┌─ Record excerpts
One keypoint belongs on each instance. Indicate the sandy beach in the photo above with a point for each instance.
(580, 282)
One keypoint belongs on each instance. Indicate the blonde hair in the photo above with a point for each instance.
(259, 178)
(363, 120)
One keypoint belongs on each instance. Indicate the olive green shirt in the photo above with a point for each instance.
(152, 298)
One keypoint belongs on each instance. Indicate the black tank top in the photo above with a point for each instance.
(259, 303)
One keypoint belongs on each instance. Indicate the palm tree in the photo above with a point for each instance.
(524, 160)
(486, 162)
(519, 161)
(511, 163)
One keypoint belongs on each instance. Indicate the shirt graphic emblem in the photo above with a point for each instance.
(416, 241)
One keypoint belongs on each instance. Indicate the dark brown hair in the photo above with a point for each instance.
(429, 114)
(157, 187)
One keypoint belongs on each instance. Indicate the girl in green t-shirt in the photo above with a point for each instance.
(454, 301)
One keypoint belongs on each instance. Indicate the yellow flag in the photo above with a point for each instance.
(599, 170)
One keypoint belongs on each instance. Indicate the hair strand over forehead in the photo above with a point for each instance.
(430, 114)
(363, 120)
└─
┌─ Record excerpts
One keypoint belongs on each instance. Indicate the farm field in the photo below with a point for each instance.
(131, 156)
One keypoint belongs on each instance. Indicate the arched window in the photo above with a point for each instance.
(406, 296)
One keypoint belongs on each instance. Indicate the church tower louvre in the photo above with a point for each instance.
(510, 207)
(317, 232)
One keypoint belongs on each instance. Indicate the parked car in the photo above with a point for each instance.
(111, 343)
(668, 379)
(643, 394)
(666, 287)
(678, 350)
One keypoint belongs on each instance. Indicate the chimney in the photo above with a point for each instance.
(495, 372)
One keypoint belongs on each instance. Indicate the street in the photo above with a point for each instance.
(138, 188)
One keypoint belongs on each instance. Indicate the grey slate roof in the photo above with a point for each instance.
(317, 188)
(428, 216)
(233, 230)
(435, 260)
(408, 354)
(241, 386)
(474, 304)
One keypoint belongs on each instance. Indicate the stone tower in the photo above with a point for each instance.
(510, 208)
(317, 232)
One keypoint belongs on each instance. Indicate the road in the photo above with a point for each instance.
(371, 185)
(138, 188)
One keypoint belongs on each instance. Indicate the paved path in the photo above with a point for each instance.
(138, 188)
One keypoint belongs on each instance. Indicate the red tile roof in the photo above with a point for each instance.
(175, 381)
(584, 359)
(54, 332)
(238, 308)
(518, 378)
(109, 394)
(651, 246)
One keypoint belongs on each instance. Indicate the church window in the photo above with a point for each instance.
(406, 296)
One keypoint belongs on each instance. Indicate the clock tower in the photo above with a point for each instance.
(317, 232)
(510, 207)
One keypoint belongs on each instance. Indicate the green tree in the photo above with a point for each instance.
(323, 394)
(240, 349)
└─
┌─ Record excerpts
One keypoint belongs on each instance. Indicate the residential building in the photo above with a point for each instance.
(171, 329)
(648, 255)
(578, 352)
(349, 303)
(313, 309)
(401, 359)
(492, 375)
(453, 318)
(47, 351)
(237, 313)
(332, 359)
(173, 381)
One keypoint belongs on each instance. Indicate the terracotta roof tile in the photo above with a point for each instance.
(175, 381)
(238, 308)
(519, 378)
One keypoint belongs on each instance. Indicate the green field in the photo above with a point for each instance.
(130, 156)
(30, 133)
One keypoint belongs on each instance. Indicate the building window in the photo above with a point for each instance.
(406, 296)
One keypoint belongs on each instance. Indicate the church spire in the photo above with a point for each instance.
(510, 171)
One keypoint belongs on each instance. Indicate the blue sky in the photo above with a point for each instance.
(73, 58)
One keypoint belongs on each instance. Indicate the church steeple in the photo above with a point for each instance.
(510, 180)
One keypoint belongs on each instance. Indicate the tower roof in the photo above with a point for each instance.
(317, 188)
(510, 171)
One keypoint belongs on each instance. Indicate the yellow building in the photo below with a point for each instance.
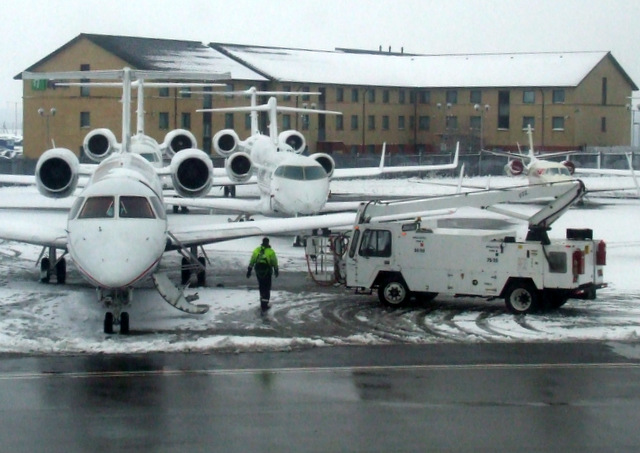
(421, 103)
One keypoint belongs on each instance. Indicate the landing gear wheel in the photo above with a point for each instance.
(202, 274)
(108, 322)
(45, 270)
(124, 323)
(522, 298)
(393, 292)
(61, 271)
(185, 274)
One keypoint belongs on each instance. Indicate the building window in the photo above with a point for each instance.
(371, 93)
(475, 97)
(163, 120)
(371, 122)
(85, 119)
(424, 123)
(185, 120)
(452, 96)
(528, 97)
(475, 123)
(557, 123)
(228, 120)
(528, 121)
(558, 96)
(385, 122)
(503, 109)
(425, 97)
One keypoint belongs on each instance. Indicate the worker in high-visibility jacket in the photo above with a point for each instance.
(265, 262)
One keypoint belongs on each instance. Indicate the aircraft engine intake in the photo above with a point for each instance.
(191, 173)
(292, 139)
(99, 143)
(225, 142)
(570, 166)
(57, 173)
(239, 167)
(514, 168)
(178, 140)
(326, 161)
└─
[Given request] Collect each line from the rows above that contains the word "tower", and copy those lines out.

[Completed task]
One keypoint belongs on each instance. Indicate the church tower louvre in the photo above with a point for each instance.
One keypoint belongs on each instance. Indicate the stone tower in the photo above with a point for each instance.
One keypoint belongs on each instance. Indicate the clock tower in the photo above with a point for each instance.
One keypoint belongs on each instance. Indicate the tower roof in the photo above with a point for each instance.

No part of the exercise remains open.